[Dataset entries]

*** Block opens ***

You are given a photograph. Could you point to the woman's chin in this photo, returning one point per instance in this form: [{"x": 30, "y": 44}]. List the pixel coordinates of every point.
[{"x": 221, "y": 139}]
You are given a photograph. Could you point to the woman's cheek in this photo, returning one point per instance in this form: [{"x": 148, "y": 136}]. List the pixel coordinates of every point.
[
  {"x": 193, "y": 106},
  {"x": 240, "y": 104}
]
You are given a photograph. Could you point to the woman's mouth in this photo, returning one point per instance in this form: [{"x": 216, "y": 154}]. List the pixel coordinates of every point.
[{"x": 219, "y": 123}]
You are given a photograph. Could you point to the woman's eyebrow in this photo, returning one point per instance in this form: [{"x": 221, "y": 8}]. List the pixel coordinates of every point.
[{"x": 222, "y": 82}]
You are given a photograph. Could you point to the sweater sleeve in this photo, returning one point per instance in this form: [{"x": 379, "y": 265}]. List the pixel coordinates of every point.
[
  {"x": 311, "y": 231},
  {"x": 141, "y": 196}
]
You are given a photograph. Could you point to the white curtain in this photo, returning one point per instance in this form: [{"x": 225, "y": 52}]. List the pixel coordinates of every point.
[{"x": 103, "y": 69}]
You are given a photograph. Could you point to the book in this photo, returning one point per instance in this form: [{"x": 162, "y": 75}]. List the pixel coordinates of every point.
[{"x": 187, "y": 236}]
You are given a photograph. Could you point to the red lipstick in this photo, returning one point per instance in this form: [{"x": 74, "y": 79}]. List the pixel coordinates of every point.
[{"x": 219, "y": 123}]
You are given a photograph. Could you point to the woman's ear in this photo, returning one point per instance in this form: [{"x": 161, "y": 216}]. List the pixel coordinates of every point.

*** Block closes ***

Give again only the lines starting at the one that contains "You are given a photograph. Could you point to the sweater" and running to the end of the data.

You are given a photograph. Could you point to the sweater sleeve in this photo, returning one point per instance in this form: [{"x": 379, "y": 265}]. List the pixel coordinates of every point.
[
  {"x": 311, "y": 231},
  {"x": 141, "y": 196}
]
You are given a photograph. Could you point to the white curtain in this photo, returning one point per instance in this form: [{"x": 225, "y": 52}]. List the pixel coordinates of every point.
[{"x": 103, "y": 69}]
You are given a photograph. Could you point to the book in this photo, returning one point per instance in this form: [{"x": 162, "y": 75}]. List the pixel coordinates of every point.
[{"x": 187, "y": 236}]
You are given a photograph. Could you point to the red lipstick in this photo, returning one point per instance in this form: [{"x": 74, "y": 79}]. List the pixel coordinates of every point.
[{"x": 219, "y": 123}]
You are given a photograph. Could you point to the woman's ear in this photo, returning one point per instance in this form: [{"x": 161, "y": 216}]. List the pixel coordinates of every point.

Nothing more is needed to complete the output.